• [Supplied records]
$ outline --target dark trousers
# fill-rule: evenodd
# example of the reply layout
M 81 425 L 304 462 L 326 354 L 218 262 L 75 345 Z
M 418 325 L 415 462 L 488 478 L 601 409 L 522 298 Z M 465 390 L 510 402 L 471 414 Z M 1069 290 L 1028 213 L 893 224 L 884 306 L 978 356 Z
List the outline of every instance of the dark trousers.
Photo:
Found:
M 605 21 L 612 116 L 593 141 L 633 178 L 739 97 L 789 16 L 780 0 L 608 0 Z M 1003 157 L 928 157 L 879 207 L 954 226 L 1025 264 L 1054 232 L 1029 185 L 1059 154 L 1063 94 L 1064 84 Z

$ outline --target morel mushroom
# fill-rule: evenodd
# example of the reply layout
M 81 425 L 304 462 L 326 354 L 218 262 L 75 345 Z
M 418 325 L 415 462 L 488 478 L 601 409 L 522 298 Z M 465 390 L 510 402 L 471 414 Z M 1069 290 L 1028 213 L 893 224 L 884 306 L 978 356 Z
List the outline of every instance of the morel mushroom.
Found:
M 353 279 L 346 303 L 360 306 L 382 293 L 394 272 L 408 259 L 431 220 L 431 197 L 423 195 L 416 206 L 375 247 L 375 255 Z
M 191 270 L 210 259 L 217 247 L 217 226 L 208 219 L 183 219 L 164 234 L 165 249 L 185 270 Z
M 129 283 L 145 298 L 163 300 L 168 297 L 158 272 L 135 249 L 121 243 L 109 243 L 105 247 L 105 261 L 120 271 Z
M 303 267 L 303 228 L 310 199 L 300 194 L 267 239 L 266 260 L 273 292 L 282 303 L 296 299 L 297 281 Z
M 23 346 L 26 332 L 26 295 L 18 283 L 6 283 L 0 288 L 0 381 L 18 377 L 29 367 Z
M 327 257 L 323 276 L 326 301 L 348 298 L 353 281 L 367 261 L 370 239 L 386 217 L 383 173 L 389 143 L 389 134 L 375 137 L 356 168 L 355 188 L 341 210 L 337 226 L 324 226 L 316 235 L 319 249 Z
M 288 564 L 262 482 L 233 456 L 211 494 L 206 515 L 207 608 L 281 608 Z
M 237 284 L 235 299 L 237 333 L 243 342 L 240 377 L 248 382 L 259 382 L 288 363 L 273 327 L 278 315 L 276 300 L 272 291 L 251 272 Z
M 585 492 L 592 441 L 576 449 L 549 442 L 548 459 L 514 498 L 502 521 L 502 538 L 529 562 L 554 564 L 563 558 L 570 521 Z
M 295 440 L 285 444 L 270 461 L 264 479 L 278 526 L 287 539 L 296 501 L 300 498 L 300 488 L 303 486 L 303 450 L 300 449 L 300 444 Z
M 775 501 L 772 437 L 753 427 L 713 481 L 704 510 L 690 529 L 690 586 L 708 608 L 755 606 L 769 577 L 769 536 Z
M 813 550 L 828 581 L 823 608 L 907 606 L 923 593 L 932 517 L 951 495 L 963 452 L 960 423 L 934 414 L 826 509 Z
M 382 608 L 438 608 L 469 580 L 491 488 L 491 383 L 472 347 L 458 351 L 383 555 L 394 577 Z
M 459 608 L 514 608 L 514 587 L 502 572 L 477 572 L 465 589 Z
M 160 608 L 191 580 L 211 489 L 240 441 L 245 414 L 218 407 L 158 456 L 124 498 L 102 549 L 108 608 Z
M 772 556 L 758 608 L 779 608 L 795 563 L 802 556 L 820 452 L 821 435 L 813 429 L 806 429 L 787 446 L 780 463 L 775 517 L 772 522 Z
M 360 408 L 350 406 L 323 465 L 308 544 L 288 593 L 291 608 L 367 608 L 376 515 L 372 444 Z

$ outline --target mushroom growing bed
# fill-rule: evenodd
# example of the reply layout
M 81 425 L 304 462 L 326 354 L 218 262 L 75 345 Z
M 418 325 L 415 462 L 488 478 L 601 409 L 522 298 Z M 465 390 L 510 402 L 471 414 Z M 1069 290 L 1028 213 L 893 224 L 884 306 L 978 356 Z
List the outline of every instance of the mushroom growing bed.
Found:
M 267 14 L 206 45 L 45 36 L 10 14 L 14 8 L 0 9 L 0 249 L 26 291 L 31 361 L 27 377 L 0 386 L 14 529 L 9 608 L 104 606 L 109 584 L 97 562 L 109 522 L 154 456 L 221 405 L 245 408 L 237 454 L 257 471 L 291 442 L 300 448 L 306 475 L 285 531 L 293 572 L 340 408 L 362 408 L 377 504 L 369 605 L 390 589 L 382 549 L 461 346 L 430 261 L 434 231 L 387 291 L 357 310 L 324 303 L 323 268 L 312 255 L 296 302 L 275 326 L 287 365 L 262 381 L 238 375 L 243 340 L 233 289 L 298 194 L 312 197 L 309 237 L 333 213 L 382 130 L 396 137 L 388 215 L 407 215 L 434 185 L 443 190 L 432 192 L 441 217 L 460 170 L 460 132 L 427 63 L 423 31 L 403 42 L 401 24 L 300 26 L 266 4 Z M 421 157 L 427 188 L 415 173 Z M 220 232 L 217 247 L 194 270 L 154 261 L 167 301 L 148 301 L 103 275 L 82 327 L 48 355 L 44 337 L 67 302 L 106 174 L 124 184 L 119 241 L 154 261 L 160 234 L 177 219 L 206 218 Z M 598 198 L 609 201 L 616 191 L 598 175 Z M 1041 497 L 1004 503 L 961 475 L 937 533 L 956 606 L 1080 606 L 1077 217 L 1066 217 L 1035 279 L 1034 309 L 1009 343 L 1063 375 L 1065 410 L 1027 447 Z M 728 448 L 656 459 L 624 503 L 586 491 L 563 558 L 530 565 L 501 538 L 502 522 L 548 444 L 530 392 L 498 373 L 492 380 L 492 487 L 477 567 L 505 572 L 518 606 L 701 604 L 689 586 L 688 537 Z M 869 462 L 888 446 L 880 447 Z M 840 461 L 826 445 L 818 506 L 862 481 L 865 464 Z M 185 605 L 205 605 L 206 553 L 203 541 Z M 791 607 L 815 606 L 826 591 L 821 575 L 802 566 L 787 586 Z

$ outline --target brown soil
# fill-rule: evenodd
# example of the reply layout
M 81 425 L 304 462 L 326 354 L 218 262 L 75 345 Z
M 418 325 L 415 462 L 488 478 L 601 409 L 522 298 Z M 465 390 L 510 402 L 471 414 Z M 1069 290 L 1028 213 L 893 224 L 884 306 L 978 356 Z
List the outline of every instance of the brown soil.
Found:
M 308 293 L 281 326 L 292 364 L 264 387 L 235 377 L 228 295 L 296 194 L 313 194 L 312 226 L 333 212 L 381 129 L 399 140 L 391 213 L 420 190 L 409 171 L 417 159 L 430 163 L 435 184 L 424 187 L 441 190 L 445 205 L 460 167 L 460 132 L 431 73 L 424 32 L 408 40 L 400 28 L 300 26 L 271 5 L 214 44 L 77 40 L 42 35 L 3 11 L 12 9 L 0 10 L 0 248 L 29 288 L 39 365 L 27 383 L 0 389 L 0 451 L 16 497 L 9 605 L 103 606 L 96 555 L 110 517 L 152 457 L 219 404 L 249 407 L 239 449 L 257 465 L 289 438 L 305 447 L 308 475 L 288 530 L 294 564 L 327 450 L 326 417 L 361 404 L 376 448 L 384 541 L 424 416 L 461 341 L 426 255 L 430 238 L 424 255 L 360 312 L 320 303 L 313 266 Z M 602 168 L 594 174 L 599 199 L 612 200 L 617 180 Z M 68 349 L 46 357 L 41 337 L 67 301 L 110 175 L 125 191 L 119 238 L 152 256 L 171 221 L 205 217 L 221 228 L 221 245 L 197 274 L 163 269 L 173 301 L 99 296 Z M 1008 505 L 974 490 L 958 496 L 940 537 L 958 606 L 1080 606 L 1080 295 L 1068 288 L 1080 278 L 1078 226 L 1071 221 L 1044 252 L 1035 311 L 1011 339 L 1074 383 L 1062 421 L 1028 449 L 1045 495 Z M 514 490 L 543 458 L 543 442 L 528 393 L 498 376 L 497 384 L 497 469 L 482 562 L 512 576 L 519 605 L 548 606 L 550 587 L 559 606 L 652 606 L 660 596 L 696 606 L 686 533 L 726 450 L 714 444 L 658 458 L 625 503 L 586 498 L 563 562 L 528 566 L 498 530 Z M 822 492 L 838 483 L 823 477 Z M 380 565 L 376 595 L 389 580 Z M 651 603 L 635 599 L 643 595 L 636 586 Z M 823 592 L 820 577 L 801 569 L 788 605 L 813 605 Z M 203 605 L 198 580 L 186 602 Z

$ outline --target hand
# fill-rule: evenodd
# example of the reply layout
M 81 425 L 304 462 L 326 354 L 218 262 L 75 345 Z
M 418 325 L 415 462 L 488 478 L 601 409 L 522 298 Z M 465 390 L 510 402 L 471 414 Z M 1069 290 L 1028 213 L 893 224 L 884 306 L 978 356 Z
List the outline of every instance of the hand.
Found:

• [Exercise task] Copy out the rows from the line with "outline --target hand" up to and including the last line of the rows.

• [Written solution]
$ outline --target hand
# fill-rule: evenodd
# example of the reply layout
M 81 425 L 304 462 L 326 354 L 218 262 L 75 345 Z
M 418 325 L 415 462 L 488 478 L 601 409 L 522 298 Z M 465 390 L 510 402 L 471 414 Z M 1069 290 L 1028 213 L 893 224 L 884 306 L 978 356 Z
List the outline of every instance of the hand.
Found:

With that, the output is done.